#### PROVIDED INFORMATION

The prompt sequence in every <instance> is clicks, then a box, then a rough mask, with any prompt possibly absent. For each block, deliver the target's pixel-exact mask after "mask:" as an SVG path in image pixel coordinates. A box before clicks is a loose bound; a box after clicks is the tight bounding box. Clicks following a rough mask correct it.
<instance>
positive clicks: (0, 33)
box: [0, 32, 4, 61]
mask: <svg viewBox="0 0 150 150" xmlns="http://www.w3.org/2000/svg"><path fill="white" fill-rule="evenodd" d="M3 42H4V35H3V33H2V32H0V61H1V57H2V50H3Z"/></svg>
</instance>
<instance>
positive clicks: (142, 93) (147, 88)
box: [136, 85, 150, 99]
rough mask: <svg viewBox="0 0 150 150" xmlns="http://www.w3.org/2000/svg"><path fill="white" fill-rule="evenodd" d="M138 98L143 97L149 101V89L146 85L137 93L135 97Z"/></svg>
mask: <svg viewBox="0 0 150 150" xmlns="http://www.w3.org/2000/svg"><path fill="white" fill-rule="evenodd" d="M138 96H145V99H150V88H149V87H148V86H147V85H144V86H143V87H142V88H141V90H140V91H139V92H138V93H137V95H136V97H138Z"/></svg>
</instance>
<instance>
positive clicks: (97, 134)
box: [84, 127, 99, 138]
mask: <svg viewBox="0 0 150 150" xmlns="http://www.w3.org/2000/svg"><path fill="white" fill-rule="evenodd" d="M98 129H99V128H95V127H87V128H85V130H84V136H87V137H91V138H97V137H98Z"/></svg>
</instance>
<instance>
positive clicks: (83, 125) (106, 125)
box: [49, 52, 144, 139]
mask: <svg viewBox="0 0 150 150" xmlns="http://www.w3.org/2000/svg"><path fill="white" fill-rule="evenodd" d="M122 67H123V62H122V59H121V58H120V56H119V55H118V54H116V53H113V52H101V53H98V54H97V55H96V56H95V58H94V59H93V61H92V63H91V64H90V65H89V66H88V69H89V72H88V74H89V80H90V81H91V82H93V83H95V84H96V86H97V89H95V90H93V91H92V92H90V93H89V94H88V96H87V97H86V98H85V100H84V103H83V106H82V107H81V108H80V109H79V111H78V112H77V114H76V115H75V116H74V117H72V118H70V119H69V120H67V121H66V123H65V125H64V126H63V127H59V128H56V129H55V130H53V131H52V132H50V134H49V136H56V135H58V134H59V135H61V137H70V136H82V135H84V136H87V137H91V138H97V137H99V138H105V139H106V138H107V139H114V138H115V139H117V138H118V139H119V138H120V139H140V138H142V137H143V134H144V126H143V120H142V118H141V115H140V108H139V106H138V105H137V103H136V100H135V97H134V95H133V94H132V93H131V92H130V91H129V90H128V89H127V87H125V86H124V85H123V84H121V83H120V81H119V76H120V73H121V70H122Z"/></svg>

########

» TASK
Take the line with "positive clicks: (97, 134)" and every line after it in the data, and please reproduce them exactly, leaving out all other lines.

» COMPLETED TASK
positive clicks: (97, 134)
box: [84, 127, 99, 138]
mask: <svg viewBox="0 0 150 150" xmlns="http://www.w3.org/2000/svg"><path fill="white" fill-rule="evenodd" d="M98 129H99V128H95V127H87V128H85V130H84V136H87V137H91V138H97V137H98Z"/></svg>
</instance>
<instance>
positive clicks: (83, 125) (106, 125)
box: [49, 52, 144, 139]
mask: <svg viewBox="0 0 150 150" xmlns="http://www.w3.org/2000/svg"><path fill="white" fill-rule="evenodd" d="M122 67H123V62H122V59H121V58H120V56H119V55H118V54H116V53H113V52H101V53H98V54H97V55H96V56H95V58H94V59H93V61H92V63H91V64H90V65H89V66H88V69H89V72H88V74H89V80H90V81H91V82H93V83H95V84H96V86H97V89H95V90H93V91H92V92H90V93H89V94H88V96H87V97H86V98H85V100H84V103H83V106H82V107H81V108H80V109H79V111H78V112H77V114H76V115H75V116H74V117H72V118H70V119H69V120H67V121H66V123H65V125H64V126H63V127H59V128H56V129H55V130H53V131H52V132H50V134H49V136H56V135H58V134H59V135H61V137H70V136H82V135H84V136H87V137H91V138H97V137H99V138H105V139H106V138H107V139H114V138H115V139H117V138H118V139H119V138H120V139H140V138H142V137H143V134H144V126H143V120H142V118H141V115H140V108H139V106H138V105H137V103H136V100H135V97H134V95H133V94H132V93H131V92H130V91H129V90H128V89H127V87H125V86H124V85H123V84H121V83H120V81H119V76H120V73H121V70H122Z"/></svg>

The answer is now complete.